Print all the records below, word for word and in full.

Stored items
———

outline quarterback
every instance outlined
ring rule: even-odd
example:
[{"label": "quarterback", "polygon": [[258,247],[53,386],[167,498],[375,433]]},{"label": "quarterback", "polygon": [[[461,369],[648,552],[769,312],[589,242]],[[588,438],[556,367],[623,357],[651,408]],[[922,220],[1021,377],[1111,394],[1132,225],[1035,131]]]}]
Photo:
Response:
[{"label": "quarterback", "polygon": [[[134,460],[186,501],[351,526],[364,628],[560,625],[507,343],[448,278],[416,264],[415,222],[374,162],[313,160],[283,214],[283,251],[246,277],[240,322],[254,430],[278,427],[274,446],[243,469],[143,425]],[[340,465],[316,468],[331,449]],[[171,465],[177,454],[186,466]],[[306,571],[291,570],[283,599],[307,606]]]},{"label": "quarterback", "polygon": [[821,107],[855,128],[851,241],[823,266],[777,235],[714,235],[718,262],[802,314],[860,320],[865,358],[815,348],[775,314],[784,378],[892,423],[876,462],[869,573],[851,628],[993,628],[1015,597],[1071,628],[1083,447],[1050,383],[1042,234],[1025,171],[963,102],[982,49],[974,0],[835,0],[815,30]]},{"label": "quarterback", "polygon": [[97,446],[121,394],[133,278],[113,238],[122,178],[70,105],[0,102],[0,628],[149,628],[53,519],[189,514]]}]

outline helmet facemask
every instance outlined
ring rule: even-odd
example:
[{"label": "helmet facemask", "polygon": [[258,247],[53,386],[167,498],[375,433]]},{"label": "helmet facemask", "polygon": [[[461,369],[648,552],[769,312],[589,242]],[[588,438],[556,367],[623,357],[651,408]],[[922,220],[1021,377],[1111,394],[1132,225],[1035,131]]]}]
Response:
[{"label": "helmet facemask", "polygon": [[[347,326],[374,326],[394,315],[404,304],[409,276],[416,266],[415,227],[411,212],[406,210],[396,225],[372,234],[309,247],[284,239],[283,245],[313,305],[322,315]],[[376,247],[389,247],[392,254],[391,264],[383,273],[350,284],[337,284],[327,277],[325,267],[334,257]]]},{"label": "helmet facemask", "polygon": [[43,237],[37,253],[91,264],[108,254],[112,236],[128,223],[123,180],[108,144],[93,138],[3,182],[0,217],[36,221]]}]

———

▸ **Exercise solution**:
outline quarterback
every instance outlined
ring rule: even-odd
example:
[{"label": "quarterback", "polygon": [[258,247],[53,386],[167,498],[375,433]]},{"label": "quarterback", "polygon": [[[461,369],[648,552],[769,312],[589,242]],[[588,438],[556,367],[623,357],[651,408]],[[922,220],[1021,377],[1111,394],[1132,225],[1035,131]]]}]
Photo:
Response:
[{"label": "quarterback", "polygon": [[[134,460],[186,501],[351,526],[364,628],[560,625],[507,343],[448,278],[416,264],[415,222],[374,162],[313,160],[283,214],[283,251],[246,277],[240,322],[254,430],[278,427],[274,446],[243,469],[143,425]],[[340,465],[316,468],[331,449]],[[171,465],[177,454],[186,466]],[[306,571],[291,570],[283,599],[307,606]]]},{"label": "quarterback", "polygon": [[821,107],[855,128],[851,241],[823,266],[777,235],[714,235],[718,262],[802,314],[860,320],[865,358],[815,348],[775,314],[784,378],[892,423],[876,462],[869,573],[851,628],[993,628],[1015,597],[1071,628],[1083,447],[1050,383],[1042,234],[1025,171],[963,102],[982,49],[974,0],[835,0],[815,30]]},{"label": "quarterback", "polygon": [[97,446],[121,394],[133,278],[113,238],[122,178],[70,105],[0,102],[0,628],[149,628],[53,519],[189,514]]}]

outline helmet facemask
every instance outlined
ring rule: even-odd
example:
[{"label": "helmet facemask", "polygon": [[258,247],[53,386],[167,498],[375,433]]},{"label": "helmet facemask", "polygon": [[[461,369],[648,552],[769,312],[589,242]],[[588,438],[556,367],[623,357],[651,408]],[[922,220],[1021,377],[1111,394],[1132,225],[1035,131]]]}]
Response:
[{"label": "helmet facemask", "polygon": [[[347,326],[374,326],[394,315],[404,304],[409,276],[416,266],[415,227],[411,212],[406,210],[396,225],[372,234],[309,247],[284,239],[283,245],[313,305],[322,315]],[[376,247],[389,247],[392,254],[391,264],[383,273],[350,284],[337,284],[327,277],[325,267],[334,257]]]},{"label": "helmet facemask", "polygon": [[43,237],[37,253],[91,264],[108,254],[112,236],[128,223],[123,180],[108,144],[93,138],[3,182],[0,217],[36,221]]}]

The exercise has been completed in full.